GOALS =
1. Answer these questions using the mortgage complaint article.
(a) How many total voters took part in the poll?
(b) What is the borrower issued to monitor the progress of a complaint?
(c) Where is a case forwarded if it concerns fraud or identity theft?
2. Count the lines of the records that contain the word "sunlit". Give only the number.

DOCUMENT TEXT =
>> START
Who do you think should be responsible for receiving and resolving mortgage complaints from home loan borrowers?

  • Government agencies – the Consumer Financial Protection Bureau (CFPB) is an important mediator (57%, 41 Votes)
  • Lenders and mortgage servicers – go straight to the source (38%, 27 Votes)
  • Brokers and agents – they’re the ones who represent the borrowers in the first place (6%, 4 Votes)

Total Voters: 72

Home loan borrowers may now submit a mortgage complaint online with the Consumer Financial Protection Bureau (CFPB), the recently-launched government agency fathered by the Dodd-Frank Wall Street Reform and Consumer Protection Act (Dodd-Frank).

The online mortgage complaint form allows borrowers to write the details of their case as well as upload supporting documents. (Online chat forums are available on the website for borrowers who have questions.) The CFPB will then forward the complaint to the lender and the borrower will be issued a tracking number to monitor the progress of their complaint. [Click here to file a mortgage complaint with the CFPB.]

Once the CFPB has forwarded the complaint, the lender is expected to review the case, contact the borrower if needed, resolve the issue and report its actions to the CFPB. The CFPB will forward the case to another government agency if the issue concerns state regulation or a matter outside the CFPB’s power. If the case concerns fraud or identity theft, it will be forwarded to state and federal law enforcement agencies.

first tuesday take: Know a homeowner crying lender foul play? The first tuesday journal online has been the recipient of quite a collection of mortgage complaints – and that’s without a formal complaint process – so we know the grievances are out there.
>> END
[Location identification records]
>> START
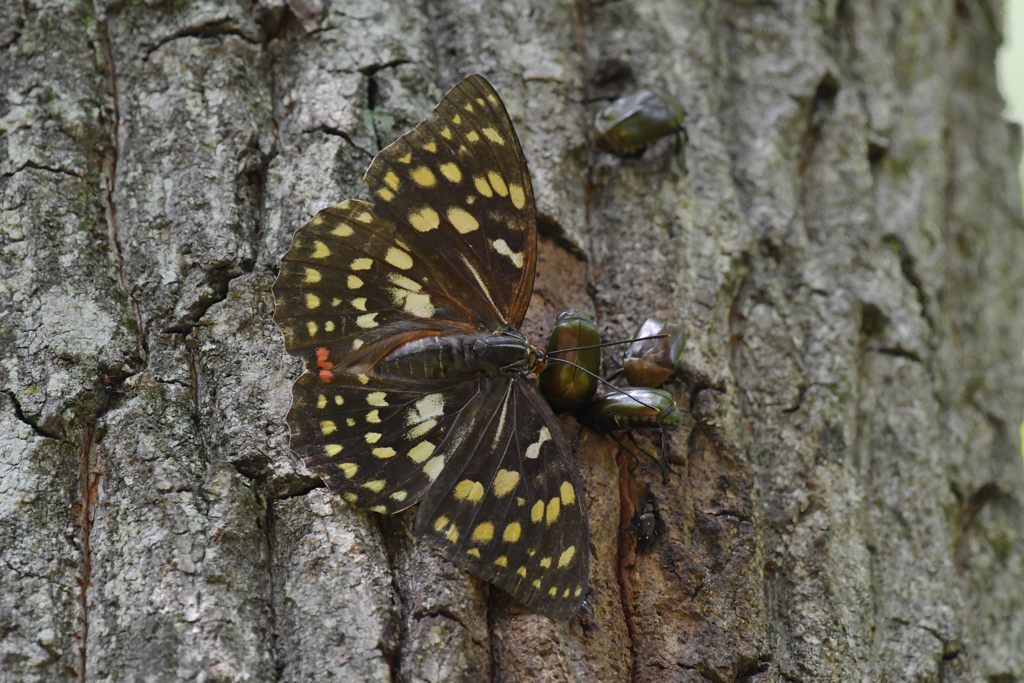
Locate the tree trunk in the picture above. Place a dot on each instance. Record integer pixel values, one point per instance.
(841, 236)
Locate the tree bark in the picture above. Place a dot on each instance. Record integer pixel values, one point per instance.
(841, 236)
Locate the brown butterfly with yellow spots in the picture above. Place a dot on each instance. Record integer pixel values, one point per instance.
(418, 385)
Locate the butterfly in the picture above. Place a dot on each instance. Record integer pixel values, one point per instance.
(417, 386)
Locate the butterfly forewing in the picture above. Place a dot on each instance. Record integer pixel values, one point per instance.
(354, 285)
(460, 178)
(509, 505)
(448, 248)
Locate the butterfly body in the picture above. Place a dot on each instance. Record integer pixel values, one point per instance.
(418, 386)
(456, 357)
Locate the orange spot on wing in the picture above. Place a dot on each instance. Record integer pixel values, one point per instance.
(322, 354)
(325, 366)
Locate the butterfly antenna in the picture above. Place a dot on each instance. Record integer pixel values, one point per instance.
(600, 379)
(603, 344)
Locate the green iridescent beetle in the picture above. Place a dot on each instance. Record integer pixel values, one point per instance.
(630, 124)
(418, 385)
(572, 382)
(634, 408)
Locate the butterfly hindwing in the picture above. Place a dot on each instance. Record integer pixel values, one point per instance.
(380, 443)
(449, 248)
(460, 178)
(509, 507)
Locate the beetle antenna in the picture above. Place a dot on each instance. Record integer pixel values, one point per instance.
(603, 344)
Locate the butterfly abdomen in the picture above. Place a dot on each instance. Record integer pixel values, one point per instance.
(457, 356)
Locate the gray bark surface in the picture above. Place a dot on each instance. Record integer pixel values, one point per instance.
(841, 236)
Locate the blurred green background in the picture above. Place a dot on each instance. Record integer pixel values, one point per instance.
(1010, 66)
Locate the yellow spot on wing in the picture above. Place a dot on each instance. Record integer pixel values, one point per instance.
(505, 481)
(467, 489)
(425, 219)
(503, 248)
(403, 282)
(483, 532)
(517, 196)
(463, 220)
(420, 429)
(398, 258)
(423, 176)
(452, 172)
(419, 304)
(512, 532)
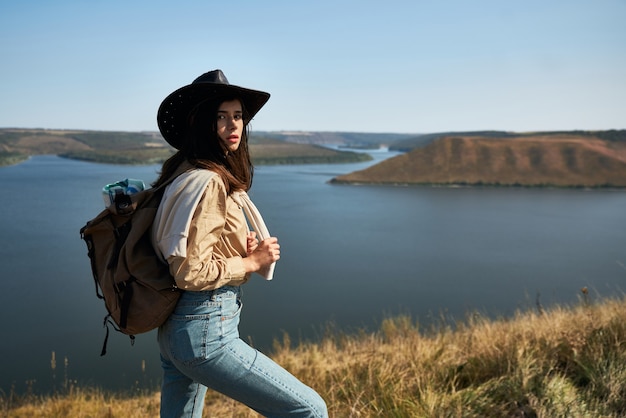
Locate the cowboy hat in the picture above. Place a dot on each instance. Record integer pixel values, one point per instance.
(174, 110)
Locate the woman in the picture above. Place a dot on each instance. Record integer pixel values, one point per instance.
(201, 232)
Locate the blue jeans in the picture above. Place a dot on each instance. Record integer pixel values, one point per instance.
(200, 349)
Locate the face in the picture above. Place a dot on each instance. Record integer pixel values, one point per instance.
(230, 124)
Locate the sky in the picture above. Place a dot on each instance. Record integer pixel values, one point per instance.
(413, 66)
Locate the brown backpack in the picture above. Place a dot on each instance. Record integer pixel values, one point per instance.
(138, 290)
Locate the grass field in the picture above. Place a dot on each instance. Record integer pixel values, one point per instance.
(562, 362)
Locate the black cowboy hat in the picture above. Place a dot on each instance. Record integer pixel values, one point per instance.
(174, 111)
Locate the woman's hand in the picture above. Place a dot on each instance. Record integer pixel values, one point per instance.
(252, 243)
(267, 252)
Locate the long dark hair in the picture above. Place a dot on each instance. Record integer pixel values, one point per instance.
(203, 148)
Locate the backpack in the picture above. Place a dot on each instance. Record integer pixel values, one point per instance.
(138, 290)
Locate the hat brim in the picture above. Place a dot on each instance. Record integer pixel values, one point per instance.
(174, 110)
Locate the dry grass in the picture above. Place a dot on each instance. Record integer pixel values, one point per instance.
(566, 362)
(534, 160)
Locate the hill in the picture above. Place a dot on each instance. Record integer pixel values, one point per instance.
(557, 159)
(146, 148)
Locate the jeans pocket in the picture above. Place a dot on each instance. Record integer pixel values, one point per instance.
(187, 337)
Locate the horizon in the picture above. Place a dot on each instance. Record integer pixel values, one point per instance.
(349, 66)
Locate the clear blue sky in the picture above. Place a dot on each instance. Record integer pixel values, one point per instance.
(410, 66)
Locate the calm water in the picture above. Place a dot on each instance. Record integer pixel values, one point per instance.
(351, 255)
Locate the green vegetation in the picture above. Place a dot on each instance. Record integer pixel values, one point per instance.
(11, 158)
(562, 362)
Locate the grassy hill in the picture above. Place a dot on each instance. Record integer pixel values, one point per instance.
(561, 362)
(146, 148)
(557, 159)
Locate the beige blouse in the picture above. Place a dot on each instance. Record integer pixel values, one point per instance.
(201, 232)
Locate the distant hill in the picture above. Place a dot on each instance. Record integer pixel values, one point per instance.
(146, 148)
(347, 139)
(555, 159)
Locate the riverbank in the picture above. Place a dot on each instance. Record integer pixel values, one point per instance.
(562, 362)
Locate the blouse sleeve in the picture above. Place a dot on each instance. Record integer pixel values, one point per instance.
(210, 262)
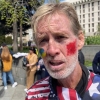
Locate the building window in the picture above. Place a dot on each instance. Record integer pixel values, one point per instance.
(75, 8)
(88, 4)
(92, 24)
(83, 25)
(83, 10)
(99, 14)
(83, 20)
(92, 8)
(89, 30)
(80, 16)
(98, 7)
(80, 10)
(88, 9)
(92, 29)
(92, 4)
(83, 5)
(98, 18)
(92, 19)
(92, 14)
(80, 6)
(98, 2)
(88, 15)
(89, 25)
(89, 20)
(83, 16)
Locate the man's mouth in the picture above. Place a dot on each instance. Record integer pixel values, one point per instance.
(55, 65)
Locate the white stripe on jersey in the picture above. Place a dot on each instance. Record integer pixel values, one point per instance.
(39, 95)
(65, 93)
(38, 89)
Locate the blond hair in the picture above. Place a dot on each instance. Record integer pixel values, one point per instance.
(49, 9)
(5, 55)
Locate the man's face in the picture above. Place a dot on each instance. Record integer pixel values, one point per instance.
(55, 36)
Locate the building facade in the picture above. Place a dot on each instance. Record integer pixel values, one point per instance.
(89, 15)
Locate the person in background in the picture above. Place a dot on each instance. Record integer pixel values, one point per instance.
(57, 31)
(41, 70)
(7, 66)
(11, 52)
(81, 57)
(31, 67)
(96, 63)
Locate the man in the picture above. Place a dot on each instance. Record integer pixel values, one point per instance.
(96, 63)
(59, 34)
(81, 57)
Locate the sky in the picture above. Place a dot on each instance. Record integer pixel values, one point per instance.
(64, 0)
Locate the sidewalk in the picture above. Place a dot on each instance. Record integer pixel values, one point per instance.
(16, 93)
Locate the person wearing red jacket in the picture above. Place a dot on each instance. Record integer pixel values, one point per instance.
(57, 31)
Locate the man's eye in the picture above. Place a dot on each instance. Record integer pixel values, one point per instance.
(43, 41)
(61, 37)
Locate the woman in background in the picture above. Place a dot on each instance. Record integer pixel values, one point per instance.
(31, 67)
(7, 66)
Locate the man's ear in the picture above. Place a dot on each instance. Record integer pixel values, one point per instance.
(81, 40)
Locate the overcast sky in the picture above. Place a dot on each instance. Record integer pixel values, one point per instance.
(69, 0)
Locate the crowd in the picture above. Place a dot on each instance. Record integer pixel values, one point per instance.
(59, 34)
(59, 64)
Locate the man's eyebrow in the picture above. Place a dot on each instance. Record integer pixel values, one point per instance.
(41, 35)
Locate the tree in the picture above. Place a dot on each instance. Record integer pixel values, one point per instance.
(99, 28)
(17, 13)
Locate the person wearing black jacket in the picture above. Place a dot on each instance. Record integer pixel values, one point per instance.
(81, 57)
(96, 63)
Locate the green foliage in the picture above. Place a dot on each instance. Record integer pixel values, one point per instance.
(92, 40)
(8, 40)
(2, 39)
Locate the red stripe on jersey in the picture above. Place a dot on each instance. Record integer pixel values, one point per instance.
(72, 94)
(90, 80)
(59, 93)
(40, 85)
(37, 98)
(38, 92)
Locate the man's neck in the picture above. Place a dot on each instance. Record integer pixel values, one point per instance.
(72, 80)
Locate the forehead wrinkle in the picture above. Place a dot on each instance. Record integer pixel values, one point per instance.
>> END
>> START
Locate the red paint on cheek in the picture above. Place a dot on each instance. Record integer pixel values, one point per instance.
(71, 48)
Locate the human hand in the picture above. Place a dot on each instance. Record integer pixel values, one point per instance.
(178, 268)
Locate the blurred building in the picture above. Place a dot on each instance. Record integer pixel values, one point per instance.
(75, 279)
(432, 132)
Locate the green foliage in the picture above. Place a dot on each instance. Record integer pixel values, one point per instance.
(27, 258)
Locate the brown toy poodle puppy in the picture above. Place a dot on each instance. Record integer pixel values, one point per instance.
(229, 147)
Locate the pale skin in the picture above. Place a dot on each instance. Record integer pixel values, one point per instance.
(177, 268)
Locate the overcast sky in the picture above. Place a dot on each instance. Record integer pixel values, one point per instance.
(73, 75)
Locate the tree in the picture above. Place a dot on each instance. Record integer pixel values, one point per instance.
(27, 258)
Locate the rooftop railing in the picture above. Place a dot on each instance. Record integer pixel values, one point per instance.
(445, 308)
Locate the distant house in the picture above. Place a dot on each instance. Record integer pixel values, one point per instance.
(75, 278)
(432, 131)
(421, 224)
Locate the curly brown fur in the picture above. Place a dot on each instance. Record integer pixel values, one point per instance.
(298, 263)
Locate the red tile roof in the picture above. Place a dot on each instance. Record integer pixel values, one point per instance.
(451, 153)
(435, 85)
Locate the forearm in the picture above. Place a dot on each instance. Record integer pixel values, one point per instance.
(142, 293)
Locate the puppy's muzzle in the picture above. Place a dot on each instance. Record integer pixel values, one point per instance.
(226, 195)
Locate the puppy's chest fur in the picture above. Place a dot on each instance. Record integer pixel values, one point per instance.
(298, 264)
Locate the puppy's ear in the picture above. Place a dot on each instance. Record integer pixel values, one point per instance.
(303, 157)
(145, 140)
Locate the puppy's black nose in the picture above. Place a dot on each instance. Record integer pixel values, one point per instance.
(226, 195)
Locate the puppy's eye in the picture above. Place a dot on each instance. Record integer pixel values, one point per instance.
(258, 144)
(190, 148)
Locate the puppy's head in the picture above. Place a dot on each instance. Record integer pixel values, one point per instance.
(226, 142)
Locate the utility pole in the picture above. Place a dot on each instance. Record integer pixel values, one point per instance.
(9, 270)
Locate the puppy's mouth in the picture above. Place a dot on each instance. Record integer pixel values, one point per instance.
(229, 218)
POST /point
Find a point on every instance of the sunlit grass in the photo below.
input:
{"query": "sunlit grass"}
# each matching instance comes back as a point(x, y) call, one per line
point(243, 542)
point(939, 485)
>> END
ANSWERS PROVIDED =
1.
(a) 72
(b) A tracking number
(c) To state and federal law enforcement agencies

2. 2